• AIM OF THE TASK: Can you copy every one of the records below line for line, leaving each character unchanged?

• MATERIAL SHOWN:
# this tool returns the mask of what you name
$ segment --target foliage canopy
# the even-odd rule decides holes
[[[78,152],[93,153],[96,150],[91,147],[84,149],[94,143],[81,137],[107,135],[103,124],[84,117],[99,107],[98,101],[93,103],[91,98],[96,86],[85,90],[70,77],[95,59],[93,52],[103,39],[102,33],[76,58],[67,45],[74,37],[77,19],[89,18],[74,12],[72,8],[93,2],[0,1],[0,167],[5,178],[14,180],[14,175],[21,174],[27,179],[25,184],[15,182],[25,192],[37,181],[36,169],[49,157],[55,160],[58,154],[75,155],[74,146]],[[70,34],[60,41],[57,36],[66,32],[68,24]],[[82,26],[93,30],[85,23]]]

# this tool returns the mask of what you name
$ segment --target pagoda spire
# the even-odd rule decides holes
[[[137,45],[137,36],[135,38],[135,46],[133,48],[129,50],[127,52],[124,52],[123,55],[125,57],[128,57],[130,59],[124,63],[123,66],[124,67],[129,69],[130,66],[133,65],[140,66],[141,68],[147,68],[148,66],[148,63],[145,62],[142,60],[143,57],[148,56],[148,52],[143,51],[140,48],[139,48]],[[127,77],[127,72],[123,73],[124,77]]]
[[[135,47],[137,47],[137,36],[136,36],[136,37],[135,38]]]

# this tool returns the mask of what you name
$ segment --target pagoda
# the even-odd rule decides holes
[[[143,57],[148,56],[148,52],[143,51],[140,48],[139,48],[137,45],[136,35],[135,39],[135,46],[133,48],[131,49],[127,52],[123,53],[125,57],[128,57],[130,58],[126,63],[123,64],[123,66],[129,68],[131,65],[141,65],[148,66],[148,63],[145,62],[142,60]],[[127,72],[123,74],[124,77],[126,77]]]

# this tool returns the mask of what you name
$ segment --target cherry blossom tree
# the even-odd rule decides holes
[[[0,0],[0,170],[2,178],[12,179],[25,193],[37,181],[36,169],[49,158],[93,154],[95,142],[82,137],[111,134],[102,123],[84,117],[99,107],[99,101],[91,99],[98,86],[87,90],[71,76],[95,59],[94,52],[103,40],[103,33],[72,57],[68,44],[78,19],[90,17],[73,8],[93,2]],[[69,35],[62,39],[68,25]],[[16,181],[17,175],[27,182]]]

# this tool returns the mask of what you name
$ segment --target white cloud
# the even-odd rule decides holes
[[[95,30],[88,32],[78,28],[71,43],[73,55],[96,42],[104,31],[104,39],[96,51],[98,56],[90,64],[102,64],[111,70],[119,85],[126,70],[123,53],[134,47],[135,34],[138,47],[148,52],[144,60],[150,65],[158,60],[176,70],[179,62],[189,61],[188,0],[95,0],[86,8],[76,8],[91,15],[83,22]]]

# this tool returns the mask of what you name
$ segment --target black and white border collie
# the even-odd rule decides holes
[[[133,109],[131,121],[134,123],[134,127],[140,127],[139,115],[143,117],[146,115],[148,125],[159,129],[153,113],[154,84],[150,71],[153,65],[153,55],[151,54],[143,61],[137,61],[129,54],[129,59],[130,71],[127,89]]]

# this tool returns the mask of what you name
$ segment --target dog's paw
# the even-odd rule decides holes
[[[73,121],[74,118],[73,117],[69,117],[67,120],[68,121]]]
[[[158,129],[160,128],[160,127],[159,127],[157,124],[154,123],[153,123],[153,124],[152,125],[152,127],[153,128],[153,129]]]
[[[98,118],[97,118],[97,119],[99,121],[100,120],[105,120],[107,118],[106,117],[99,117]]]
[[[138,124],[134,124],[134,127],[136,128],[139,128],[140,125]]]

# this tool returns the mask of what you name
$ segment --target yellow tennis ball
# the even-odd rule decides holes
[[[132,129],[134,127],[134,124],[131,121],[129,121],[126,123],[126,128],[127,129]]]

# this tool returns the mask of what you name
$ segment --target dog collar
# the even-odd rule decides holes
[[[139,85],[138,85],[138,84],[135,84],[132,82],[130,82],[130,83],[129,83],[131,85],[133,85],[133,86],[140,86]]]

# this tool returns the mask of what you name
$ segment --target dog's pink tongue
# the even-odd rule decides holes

• ANSWER TO THE TASK:
# this tool returns the mask of what you name
$ segment --target foliage canopy
# the even-odd rule decides holes
[[[78,152],[93,153],[96,150],[91,147],[84,149],[94,143],[81,137],[107,135],[103,124],[84,117],[99,107],[98,101],[93,103],[91,98],[96,86],[85,90],[70,77],[95,59],[93,52],[103,39],[102,33],[76,58],[67,45],[74,37],[77,19],[89,18],[74,12],[72,8],[93,2],[0,1],[0,167],[5,178],[14,180],[14,175],[21,174],[27,179],[25,184],[15,182],[25,192],[37,181],[36,169],[49,157],[55,160],[58,154],[75,155],[74,146]],[[70,34],[60,41],[57,36],[66,32],[68,24]],[[82,26],[93,30],[85,23]]]

# this tool returns the mask of what you name
$ segment --target pagoda spire
# the even-odd rule decides holes
[[[137,45],[137,36],[135,38],[135,46],[133,48],[129,50],[127,52],[124,52],[123,55],[125,57],[128,57],[130,59],[124,63],[123,66],[124,67],[129,69],[130,66],[133,65],[140,66],[141,68],[147,68],[148,66],[148,63],[145,62],[142,60],[143,57],[148,56],[148,52],[143,51],[140,48],[139,48]],[[127,77],[127,72],[123,73],[124,77]]]
[[[135,47],[137,47],[137,36],[136,36],[136,37],[135,38]]]

# this tool returns the mask of what you name
$ segment --target pagoda
# the even-odd rule decides holes
[[[143,57],[148,56],[148,52],[143,51],[140,48],[139,48],[137,45],[136,35],[135,39],[135,46],[133,48],[131,49],[127,52],[123,53],[125,57],[128,57],[130,58],[126,63],[123,64],[123,66],[129,68],[131,65],[141,65],[148,66],[148,63],[145,62],[142,60]],[[127,72],[123,74],[124,77],[126,77]]]

# this tool returns the mask of what you name
$ segment --target cherry blossom tree
# the even-odd rule decides holes
[[[0,0],[0,170],[2,178],[12,179],[25,193],[37,181],[36,169],[49,158],[93,154],[95,142],[82,137],[111,134],[102,123],[84,117],[99,107],[99,101],[91,99],[98,86],[87,90],[71,76],[95,59],[94,52],[103,40],[103,33],[72,57],[68,44],[78,19],[90,17],[73,8],[93,2]],[[69,35],[62,39],[68,25]],[[16,181],[17,175],[27,182]]]

# this tool returns the mask of what you name
$ segment --target white cloud
# the even-odd rule decides holes
[[[95,30],[88,32],[78,28],[71,43],[73,55],[96,42],[104,31],[104,39],[96,51],[98,56],[90,64],[102,64],[111,70],[119,85],[126,70],[123,53],[134,47],[135,34],[138,47],[148,52],[144,60],[150,65],[158,60],[176,70],[179,62],[189,61],[188,0],[95,0],[86,8],[76,8],[91,15],[83,22]]]

# this tool returns the mask of what you name
$ segment --target black and white border collie
# the even-odd rule decides holes
[[[133,109],[131,121],[134,123],[134,127],[140,127],[139,115],[143,117],[146,115],[148,125],[159,129],[153,113],[154,84],[150,71],[153,65],[153,55],[151,54],[143,61],[137,61],[129,54],[129,59],[130,71],[127,89]]]

# this tool returns the mask of what you name
$ segment --target dog's paw
# the even-odd rule decides holes
[[[73,121],[74,118],[73,117],[69,117],[67,120],[68,121]]]
[[[158,129],[160,128],[160,127],[159,127],[157,124],[154,123],[153,123],[153,124],[152,125],[152,127],[153,128],[153,129]]]
[[[98,118],[97,118],[97,119],[99,121],[100,120],[105,120],[107,118],[106,117],[99,117]]]
[[[138,124],[134,124],[134,127],[136,128],[139,128],[140,125]]]

# this tool returns the mask of what you name
$ segment --target yellow tennis ball
# the even-odd rule decides holes
[[[132,129],[134,127],[134,124],[131,121],[129,121],[126,123],[126,128],[127,129]]]

# this tool returns the mask of what you name
$ segment --target dog collar
# the even-odd rule decides holes
[[[139,85],[138,85],[138,84],[135,84],[132,82],[130,82],[130,83],[129,83],[131,85],[133,85],[133,86],[140,86]]]

# this tool returns the mask of what you name
$ segment --target dog's pink tongue
# the even-odd rule decides holes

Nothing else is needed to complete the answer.